> Stored data entries:
+++

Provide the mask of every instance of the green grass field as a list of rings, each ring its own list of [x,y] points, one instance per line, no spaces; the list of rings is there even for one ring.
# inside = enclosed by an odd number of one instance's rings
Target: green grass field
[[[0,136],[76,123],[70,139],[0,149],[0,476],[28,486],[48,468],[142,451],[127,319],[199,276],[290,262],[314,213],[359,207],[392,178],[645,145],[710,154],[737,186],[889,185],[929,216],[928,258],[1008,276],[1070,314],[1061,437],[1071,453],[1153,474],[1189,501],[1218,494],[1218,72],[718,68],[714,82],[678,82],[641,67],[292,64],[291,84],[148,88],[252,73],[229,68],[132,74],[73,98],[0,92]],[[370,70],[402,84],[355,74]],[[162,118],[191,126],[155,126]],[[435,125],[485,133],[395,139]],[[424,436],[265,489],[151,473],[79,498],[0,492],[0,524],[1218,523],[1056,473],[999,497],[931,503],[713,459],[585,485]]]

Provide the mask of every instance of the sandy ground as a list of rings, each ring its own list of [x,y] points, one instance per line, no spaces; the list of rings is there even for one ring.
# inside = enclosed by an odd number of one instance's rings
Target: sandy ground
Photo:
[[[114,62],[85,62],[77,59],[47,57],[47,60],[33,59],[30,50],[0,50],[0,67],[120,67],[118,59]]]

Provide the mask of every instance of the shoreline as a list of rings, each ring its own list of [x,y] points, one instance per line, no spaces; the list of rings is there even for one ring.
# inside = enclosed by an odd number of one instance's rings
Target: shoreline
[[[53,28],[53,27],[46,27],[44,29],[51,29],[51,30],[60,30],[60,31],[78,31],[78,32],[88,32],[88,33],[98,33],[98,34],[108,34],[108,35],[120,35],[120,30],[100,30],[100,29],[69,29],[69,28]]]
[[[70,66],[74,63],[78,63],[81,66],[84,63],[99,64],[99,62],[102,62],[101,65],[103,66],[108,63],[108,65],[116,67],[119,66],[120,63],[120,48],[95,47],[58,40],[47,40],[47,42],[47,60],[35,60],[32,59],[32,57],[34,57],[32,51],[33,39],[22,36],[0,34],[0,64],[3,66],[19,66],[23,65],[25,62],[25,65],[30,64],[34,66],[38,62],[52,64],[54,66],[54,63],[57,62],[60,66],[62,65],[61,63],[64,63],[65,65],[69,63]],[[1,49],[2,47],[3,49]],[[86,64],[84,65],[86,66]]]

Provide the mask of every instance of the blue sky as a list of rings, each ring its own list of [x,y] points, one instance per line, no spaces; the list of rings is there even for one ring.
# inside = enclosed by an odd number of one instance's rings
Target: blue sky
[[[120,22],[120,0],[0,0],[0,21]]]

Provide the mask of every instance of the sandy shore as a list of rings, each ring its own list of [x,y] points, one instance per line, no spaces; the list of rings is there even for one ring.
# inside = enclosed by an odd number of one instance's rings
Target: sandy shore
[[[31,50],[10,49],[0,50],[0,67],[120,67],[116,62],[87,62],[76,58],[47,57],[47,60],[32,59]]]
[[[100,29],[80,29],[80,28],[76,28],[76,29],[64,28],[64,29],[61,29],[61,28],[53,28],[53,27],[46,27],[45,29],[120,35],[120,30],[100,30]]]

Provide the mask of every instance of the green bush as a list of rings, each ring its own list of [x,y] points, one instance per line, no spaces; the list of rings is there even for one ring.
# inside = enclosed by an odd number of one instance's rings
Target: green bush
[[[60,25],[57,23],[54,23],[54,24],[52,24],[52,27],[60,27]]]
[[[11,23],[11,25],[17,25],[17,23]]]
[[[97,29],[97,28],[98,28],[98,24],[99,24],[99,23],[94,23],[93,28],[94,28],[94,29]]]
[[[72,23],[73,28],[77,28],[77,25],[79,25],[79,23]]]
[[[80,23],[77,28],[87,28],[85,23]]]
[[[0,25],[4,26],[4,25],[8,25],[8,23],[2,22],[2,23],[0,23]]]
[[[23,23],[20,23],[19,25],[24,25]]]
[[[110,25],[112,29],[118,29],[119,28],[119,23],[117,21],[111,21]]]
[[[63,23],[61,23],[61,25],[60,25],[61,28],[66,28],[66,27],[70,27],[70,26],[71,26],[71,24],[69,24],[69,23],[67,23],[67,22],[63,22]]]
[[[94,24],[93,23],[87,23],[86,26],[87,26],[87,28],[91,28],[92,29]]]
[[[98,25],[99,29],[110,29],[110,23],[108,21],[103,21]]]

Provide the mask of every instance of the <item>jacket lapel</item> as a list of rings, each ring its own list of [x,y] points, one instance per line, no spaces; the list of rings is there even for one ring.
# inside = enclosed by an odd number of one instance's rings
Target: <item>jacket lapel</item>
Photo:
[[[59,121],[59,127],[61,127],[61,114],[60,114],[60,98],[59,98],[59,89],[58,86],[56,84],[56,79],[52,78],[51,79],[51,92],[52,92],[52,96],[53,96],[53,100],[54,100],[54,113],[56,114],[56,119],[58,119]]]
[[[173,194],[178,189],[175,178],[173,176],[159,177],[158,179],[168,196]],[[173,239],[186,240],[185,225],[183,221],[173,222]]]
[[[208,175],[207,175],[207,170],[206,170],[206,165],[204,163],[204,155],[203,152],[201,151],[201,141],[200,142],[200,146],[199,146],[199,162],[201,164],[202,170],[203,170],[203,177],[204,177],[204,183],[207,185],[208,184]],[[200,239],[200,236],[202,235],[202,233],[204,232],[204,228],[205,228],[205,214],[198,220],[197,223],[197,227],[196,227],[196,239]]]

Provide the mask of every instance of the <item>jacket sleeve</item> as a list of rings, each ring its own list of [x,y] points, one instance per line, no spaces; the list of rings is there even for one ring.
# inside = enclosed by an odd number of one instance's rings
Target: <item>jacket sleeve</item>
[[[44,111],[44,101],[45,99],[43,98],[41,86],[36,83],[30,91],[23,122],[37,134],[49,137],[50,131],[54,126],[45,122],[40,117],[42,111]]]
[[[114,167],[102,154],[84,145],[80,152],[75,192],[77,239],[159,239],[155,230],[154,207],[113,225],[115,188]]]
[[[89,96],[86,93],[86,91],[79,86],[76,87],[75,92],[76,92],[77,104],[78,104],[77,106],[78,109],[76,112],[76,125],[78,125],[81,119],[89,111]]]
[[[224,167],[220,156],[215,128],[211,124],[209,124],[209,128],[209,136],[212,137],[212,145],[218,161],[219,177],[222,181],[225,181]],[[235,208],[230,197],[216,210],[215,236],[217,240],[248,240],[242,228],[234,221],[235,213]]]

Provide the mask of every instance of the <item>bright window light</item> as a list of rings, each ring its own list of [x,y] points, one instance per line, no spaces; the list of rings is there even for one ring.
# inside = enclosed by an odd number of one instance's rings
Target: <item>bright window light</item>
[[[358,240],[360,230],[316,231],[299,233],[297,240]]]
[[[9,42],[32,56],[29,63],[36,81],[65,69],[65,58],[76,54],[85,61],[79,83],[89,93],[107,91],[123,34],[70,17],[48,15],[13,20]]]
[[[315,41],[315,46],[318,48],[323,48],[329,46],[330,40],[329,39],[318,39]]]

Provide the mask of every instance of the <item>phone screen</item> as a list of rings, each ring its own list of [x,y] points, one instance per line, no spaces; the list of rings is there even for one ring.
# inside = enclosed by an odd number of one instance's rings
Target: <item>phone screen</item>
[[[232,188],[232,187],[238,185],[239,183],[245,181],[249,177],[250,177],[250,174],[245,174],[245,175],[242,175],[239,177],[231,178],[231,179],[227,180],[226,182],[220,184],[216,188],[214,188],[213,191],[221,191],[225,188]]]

+++

> Work request: Wherever the word "lapel" occurs in the data, copy that whole line.

> Solution to this task:
Provide the mask of every instance of the <item>jacket lapel</item> as a list of rings, each ring its own list of [x,y] points, one instance per line, no spaces; the list of rings is there even for one ring.
Target: <item>jacket lapel</item>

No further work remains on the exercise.